GIVEN PROBLEM -
Identify every line of the records below that contains the string "habit", and copy each such line in full, treating uppercase and lowercase as different.

PROVIDED ENTRIES -
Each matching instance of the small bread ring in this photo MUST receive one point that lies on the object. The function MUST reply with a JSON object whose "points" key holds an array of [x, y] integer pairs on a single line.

...

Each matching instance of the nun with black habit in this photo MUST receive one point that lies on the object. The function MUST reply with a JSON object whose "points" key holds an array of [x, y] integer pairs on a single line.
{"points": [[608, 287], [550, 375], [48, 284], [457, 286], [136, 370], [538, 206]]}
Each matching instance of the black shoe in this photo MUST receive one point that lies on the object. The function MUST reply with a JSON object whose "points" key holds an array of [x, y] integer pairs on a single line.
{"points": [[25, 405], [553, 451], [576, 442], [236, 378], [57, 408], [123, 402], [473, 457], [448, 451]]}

==

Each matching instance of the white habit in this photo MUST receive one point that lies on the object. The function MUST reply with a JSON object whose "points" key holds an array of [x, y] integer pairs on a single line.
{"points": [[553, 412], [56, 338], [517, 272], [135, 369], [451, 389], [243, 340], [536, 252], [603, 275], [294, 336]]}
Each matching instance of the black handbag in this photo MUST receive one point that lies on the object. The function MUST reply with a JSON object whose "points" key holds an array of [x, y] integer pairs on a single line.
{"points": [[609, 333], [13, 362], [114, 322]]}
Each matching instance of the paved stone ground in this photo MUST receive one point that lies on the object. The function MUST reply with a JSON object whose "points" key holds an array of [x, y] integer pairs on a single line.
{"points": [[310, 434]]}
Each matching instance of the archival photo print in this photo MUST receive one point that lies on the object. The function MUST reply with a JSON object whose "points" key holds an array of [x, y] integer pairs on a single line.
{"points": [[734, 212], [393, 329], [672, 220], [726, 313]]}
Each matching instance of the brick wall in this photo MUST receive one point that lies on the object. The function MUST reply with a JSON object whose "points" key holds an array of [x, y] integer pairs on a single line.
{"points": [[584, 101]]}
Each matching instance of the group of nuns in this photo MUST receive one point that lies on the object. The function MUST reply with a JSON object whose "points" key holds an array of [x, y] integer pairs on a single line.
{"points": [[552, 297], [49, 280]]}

WRITTEN RESPONSE -
Each matching instance of the nun with black habit in this photo MUST receive one point that lies on the object. The function MUST reply with a JSON object whose "points" key holds an array of [x, y] integer pairs on a single line.
Each matching instance of the white habit in this photo MUST receive one point that lies on the object. The function MUST reply with a JSON object whose "points" key holds an array of [x, y] integer pairs on a single line.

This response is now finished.